> _Page text_
········
Kutima Investments Ltd v Muthoni Kihara & Commissioner for Mines and Geology [2005] KEHC 2739 (KLR) | Limitation Of Actions | Esheria

Kutima Investments Ltd v Muthoni Kihara & Commissioner for Mines and Geology [2005] KEHC 2739 (KLR)

Full Case Text

THE REPUBLIC OF KENYA

IN THE HIGH COURT OF KENYA

AT NAIROBI

CIVIL SUIT NO. 990 of 1999

KUTIMA INVESTMENTS LTD………..…………………PLAINTIFF

-VERSUS-

MUTHONI

KIHARA………..………………………1ST DEFENDANT

COMMISSIONER OF MINES & GEOLOGY……2ND DEFENDANT

R U L I N G

On the 17th May 1999, Kutima Investments Ltd. (hereinafter referred to as “the Plaintiff”) filed a suit against Muthoni Kihara (“the First Defendant”) and the Commissioner of Mines and Geology, the Second Defendant herein to whom I shall hereinafter refer to as “the Commissioner”.
········
> _Material for the task_
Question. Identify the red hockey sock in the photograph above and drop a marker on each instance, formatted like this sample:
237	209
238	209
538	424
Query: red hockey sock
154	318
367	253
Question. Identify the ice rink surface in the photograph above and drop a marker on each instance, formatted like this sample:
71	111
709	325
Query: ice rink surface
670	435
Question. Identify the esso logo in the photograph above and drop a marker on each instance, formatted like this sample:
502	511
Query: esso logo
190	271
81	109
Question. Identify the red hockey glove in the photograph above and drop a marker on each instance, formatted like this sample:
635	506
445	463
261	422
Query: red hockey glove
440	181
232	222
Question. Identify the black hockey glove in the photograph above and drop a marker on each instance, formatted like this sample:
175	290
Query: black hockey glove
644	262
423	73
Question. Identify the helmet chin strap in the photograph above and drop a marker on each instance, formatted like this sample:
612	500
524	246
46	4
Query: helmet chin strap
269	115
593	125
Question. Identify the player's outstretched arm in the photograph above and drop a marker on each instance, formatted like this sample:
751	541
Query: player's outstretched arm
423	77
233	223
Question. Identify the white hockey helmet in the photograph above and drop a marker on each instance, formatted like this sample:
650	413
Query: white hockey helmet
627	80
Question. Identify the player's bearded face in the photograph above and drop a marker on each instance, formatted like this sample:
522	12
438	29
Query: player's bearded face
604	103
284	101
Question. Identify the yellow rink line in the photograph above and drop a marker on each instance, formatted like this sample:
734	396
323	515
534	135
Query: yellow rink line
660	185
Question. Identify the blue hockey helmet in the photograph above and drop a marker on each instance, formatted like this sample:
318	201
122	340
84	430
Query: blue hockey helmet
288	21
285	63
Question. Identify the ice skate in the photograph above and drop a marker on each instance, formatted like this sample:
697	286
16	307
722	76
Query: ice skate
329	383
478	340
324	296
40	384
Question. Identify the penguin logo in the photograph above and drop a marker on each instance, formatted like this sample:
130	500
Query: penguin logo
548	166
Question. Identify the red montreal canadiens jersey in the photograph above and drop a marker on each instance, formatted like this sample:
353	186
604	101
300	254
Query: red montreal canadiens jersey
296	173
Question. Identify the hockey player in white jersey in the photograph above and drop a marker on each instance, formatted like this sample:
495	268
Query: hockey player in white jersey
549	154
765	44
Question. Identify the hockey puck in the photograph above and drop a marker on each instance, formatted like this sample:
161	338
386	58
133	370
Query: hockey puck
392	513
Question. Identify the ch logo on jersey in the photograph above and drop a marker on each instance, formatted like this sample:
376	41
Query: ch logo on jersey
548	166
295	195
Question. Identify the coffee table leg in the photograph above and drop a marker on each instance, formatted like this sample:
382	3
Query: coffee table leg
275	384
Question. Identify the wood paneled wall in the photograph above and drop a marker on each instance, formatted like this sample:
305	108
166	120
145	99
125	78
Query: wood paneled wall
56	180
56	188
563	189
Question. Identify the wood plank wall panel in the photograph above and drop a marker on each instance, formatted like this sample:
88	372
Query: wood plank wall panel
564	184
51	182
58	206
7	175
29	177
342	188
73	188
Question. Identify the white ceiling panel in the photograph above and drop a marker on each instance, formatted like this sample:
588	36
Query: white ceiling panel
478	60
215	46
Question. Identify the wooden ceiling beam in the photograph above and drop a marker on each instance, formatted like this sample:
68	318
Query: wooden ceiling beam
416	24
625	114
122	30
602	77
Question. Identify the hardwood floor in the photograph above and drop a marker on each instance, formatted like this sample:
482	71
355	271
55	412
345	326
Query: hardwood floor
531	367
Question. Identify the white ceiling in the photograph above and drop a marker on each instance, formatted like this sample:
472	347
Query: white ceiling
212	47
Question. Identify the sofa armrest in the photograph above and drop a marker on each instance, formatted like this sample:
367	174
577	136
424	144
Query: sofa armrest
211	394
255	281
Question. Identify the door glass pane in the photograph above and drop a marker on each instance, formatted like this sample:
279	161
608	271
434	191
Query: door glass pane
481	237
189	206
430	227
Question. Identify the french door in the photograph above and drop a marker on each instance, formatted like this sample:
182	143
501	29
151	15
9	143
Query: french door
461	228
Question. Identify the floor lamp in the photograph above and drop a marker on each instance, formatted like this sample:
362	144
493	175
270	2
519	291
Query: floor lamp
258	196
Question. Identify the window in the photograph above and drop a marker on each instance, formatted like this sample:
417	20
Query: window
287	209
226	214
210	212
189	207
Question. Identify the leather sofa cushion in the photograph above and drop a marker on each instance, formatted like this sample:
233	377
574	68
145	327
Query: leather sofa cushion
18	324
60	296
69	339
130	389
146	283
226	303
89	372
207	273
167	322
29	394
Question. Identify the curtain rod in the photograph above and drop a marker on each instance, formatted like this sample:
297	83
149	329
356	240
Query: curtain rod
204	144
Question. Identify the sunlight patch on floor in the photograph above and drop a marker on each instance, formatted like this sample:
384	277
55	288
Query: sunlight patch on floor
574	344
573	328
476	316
········
> _Stated problem 1_
Using the court ruling, answer the following:
(a) What is the number of the civil suit?
(b) In which city does the court sit?
(c) On what date did the Plaintiff file the suit?
> _Stated problem 2_
Report every line of the rows that contains the string "cushion". Case counts.

> _Full solution 1_
(a) Civil Suit No. 990 of 1999
(b) Nairobi
(c) The 17th May 1999

> _Full solution 2_
Question. Identify the leather sofa cushion in the photograph above and drop a marker on each instance, formatted like this sample:
Query: leather sofa cushion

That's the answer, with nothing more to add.